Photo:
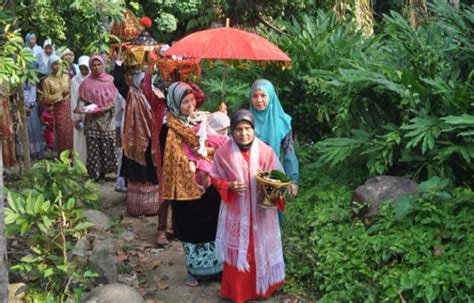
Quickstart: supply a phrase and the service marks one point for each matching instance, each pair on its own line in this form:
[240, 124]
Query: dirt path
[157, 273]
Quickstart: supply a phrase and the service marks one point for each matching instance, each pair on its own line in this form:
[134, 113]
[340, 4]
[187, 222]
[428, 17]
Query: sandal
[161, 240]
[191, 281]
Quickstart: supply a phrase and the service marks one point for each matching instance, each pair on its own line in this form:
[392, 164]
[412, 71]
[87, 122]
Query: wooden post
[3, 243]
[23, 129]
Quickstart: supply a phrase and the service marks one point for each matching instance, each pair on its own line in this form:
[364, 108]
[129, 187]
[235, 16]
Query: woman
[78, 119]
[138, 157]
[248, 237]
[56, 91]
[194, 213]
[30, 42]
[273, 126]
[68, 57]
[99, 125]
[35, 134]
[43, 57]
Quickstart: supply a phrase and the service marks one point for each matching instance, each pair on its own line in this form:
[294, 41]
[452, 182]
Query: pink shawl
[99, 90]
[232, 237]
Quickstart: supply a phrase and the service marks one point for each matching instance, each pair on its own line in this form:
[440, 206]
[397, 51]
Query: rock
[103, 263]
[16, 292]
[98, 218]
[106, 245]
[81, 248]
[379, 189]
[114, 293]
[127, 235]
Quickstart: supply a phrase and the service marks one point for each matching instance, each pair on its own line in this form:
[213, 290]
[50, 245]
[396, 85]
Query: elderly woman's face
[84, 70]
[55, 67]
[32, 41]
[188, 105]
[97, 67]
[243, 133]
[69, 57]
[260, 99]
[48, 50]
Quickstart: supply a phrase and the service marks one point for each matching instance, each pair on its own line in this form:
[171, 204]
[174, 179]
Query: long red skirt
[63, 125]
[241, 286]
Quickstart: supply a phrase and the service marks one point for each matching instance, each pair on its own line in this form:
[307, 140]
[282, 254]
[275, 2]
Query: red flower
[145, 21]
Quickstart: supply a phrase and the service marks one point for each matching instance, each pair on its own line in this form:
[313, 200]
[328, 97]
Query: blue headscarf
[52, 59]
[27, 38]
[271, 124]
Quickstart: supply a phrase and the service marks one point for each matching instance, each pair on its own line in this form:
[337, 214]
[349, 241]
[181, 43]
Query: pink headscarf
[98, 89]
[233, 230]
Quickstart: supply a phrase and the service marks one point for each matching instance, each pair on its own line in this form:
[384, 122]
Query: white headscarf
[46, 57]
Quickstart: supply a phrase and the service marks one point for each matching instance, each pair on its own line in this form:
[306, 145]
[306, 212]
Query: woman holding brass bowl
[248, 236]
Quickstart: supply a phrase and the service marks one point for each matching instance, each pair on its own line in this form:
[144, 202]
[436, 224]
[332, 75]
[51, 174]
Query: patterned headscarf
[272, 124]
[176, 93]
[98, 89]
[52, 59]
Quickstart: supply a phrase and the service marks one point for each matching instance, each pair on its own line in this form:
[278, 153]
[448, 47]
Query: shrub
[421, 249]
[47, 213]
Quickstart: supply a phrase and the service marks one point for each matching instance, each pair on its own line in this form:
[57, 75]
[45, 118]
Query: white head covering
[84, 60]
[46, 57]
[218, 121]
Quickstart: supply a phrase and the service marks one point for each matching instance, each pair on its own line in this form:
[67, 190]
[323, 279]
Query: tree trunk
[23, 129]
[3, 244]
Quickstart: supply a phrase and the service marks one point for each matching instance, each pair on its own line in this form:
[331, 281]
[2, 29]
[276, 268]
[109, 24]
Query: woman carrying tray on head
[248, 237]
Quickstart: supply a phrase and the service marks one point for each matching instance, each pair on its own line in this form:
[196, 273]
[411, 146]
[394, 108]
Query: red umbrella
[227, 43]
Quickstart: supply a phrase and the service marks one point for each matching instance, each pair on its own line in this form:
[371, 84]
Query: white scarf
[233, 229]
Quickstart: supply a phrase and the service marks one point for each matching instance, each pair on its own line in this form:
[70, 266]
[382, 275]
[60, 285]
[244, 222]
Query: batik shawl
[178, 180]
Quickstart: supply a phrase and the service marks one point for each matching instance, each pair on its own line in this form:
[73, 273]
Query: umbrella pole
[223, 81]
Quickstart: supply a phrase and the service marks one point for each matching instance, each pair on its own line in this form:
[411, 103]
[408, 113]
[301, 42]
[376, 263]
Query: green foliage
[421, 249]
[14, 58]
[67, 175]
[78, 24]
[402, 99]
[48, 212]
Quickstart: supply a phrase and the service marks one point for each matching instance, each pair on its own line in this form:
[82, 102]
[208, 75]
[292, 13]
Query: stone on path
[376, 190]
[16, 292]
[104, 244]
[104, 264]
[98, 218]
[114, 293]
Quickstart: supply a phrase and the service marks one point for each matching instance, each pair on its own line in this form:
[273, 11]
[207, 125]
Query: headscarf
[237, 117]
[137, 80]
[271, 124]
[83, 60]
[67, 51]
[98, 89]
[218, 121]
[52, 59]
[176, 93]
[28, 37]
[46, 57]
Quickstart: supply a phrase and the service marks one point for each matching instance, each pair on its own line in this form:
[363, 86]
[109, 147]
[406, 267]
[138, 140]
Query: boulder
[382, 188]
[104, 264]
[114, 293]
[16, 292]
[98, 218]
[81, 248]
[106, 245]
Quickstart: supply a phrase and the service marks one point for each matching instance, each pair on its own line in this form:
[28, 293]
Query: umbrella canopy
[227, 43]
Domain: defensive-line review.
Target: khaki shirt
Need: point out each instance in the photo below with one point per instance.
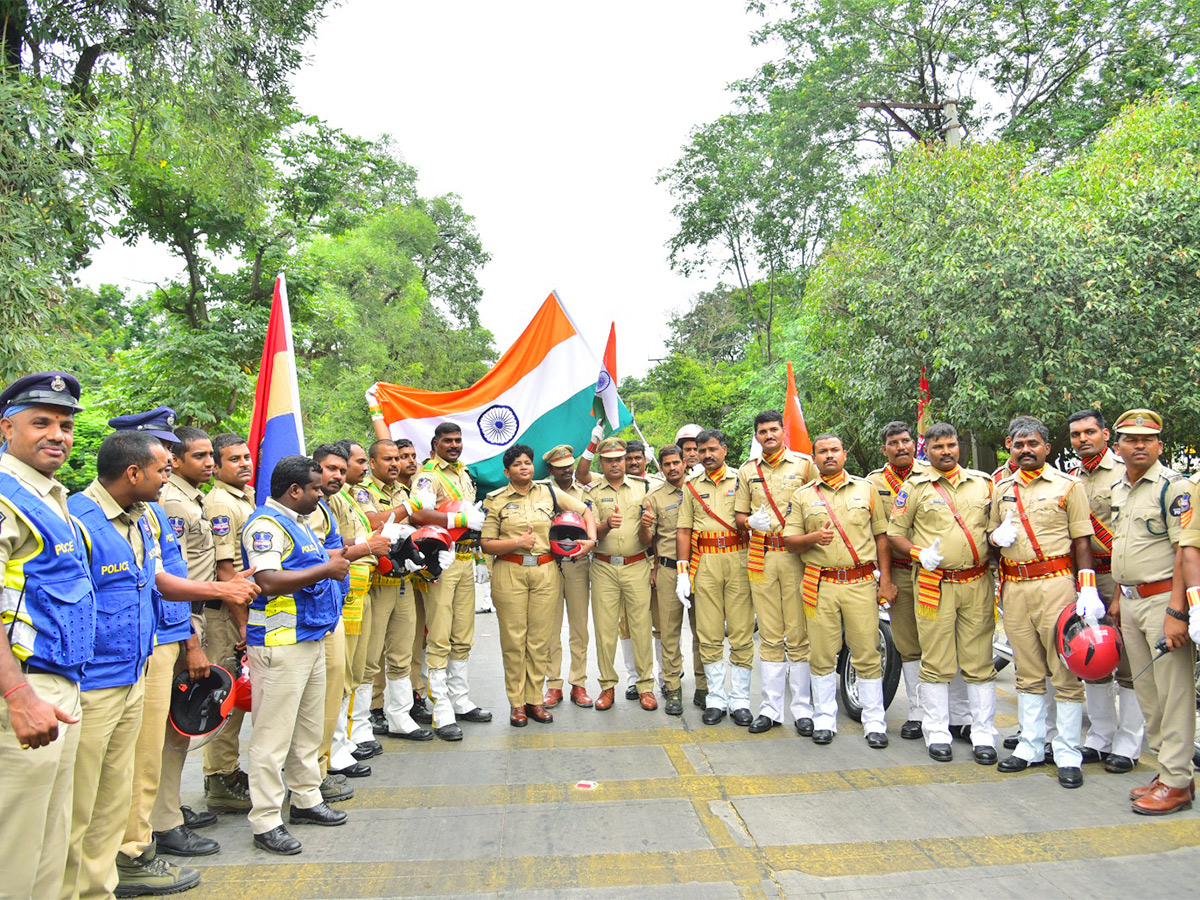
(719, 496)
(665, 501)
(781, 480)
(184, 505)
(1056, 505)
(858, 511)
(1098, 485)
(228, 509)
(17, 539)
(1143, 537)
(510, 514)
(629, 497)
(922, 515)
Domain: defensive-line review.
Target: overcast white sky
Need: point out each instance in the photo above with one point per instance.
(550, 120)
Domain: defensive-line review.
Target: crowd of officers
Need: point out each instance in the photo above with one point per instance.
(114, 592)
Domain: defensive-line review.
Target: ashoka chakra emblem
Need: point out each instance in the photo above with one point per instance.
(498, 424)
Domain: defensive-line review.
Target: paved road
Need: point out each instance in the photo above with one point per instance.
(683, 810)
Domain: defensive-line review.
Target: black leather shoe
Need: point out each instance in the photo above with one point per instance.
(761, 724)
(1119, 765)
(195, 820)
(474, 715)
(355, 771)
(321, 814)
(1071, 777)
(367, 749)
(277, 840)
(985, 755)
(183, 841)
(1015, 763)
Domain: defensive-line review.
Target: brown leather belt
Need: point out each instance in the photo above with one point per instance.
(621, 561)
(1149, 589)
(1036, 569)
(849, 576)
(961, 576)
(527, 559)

◆ ◆ ◆

• **Task description**
Set down a word-for-word copy of the records, dropping any picture.

• **Task response**
Photo:
Quickstart: supply a phrase and the service marks one point for each matching instance, each pair on its own line in this form:
[240, 124]
Query: dirt path
[157, 273]
Quickstart: supply a phrase and the service marks one point for each matching instance, each pair on its own line in this form:
[134, 113]
[340, 4]
[187, 222]
[428, 17]
Query: sandal
[161, 240]
[191, 281]
Quickstart: supply a phrase and the service marks one point for each matching instance, each pair on its own line in this form:
[392, 164]
[412, 71]
[87, 122]
Query: wooden post
[3, 243]
[23, 129]
Quickstart: supply a phrase and the service marks one point for each matching instance, each pair on its own line in this form:
[364, 108]
[129, 187]
[235, 16]
Query: woman
[78, 119]
[138, 157]
[248, 237]
[56, 91]
[194, 213]
[30, 42]
[273, 126]
[68, 57]
[99, 125]
[35, 134]
[43, 57]
Quickstart: supply a phrase and the service marks one point for each matching instance, each pair on its own line in this form:
[294, 41]
[452, 182]
Query: pink shawl
[99, 90]
[232, 237]
Quickstart: supply a phrase and the service marks one point for each matching instance, each pair on its own line in this form:
[440, 206]
[397, 51]
Query: rock
[103, 263]
[16, 292]
[98, 218]
[106, 245]
[81, 248]
[379, 189]
[114, 293]
[127, 235]
Quickstart: supply a phrase and the service marks one point for each matching instance, each pair on its own line in this form:
[213, 290]
[50, 245]
[396, 85]
Query: elderly woman's face
[84, 70]
[55, 67]
[32, 41]
[188, 105]
[97, 67]
[243, 133]
[69, 57]
[260, 99]
[48, 50]
Quickstart: supply a phrase and the service marks one point for each matching instance, each pair on its own line in this form:
[171, 204]
[174, 179]
Query: long red skirt
[63, 125]
[241, 286]
Quickstart: supply a phrase and the service marks one point for each matching instance, each pair on its own line in this form:
[307, 140]
[282, 254]
[275, 2]
Query: red flower
[145, 21]
Quickstart: supply a phrase and the service marks one point for each matching instance, each pair on its own line in this form:
[313, 200]
[328, 97]
Query: blue headscarf
[52, 59]
[27, 38]
[271, 124]
Quickstart: supply a phrase and the service marks one point for each matching instance, each pair on its own line in this form:
[337, 214]
[349, 241]
[181, 43]
Query: pink headscarf
[98, 89]
[233, 230]
Quickstart: supply a phrase and the service marks one point for each matching instance, each pair on its own line in this form:
[384, 122]
Query: white headscarf
[46, 57]
Quickstart: supply a phrase and the service marks one point for each matching instance, each pair on its own line in this form:
[306, 145]
[306, 212]
Query: woman holding brass bowl
[248, 236]
Quickstart: supply a phrase and the service marks one point for each matching instance, each pair on its own line in this form:
[144, 202]
[436, 224]
[332, 75]
[51, 174]
Query: patterned headscarf
[272, 124]
[176, 93]
[98, 89]
[52, 59]
Quickstart: supply a phrase and the service marks one point for each matching instance, each pair on its own line in this form:
[278, 153]
[448, 47]
Query: shrub
[421, 249]
[47, 213]
Quickstart: supply a phrase and the service marks one point for each matching instance, each pair on its own line in this form:
[57, 75]
[45, 118]
Query: white head covering
[84, 60]
[46, 57]
[218, 121]
Quickstart: supply a phrase and the service marks one point for each matching instance, each pair on its own line in this form:
[67, 190]
[323, 279]
Query: tree trunk
[23, 129]
[3, 244]
Quickstart: supply a phrase and the service marks one point for each matching instance, each pair on its own line in this form:
[331, 281]
[2, 29]
[276, 268]
[109, 24]
Query: woman carrying tray on head
[248, 237]
Quickstart: supply a phrase and the service marks one point for each matching instance, each pair on its own line in this form:
[196, 273]
[411, 146]
[394, 108]
Query: red umbrella
[227, 43]
Quickstart: supply a phrase and the service marks one point for each matching instance, each pair on its own line in this form:
[371, 84]
Query: white scarf
[233, 229]
Quickstart: supply a phrase and the service marks one point for each matching instance, each pair on its own line in this form:
[70, 266]
[382, 275]
[60, 285]
[244, 222]
Query: batik shawl
[178, 180]
Quickstart: supply a phrase and the service marks one point for each matching instance, each pair on its own line in this form:
[73, 273]
Query: umbrella pole
[223, 81]
Quickstart: supply a phrase and the service marks one point for each matching instance, each pair on its own line in this form:
[411, 103]
[408, 113]
[301, 42]
[376, 263]
Query: green foliage
[421, 249]
[14, 58]
[67, 175]
[78, 24]
[402, 99]
[48, 212]
Quickstart: supply a phrase and the service marks one point for each matching instance, each pair on its own line in this form:
[82, 102]
[208, 75]
[292, 13]
Query: stone on path
[376, 190]
[16, 292]
[104, 244]
[104, 264]
[98, 218]
[114, 293]
Quickstart: supply a phrase and the service marks one point for each matching instance, each pair on its own line in this form:
[273, 11]
[207, 125]
Query: headscarf
[237, 117]
[137, 80]
[271, 124]
[83, 60]
[67, 51]
[98, 89]
[218, 121]
[52, 59]
[176, 93]
[28, 37]
[46, 57]
Quickstart: supply a phrase and the service marks one point for each matching instance, each pair on its own line in this form:
[363, 86]
[109, 147]
[406, 267]
[138, 140]
Query: boulder
[382, 188]
[104, 264]
[114, 293]
[16, 292]
[98, 218]
[81, 248]
[106, 245]
Quickstart: supply a phrase and the service marks one point for each matching instance, each pair on its own line in this form:
[28, 293]
Query: umbrella canopy
[227, 43]
Domain: defensive-line review.
Target: khaki shirt
Need: point out each instance in the photo below with one point per instance.
(719, 496)
(665, 501)
(781, 480)
(184, 505)
(1056, 505)
(858, 511)
(1098, 485)
(228, 509)
(17, 539)
(1143, 537)
(510, 514)
(629, 497)
(922, 515)
Domain: defensive-line review.
Target: overcast white sky
Need: point out each instance in the photo above with one point per instance.
(550, 120)
Domain: defensive-line review.
Target: crowd of officers
Need: point out each instance in the photo above with one point per instance.
(114, 592)
Domain: defensive-line review.
Target: ashoka chakra emblem
Need: point out each instance in the photo above with one point per instance.
(498, 424)
Domain: defensive-line review.
Target: paved road
Need: point out each instance in the photo above with one point per instance.
(683, 810)
Domain: defensive-line review.
Target: black leather shoe
Need: point out each instance in the photo above with one point per instance.
(761, 724)
(1119, 765)
(195, 820)
(474, 715)
(355, 771)
(321, 814)
(1071, 777)
(367, 749)
(277, 840)
(985, 755)
(183, 841)
(1015, 763)
Domain: defensive-line review.
Target: brown leather belt
Need: point out each instance in the photo above with one point per instance.
(621, 561)
(1149, 589)
(1036, 569)
(849, 576)
(961, 576)
(527, 559)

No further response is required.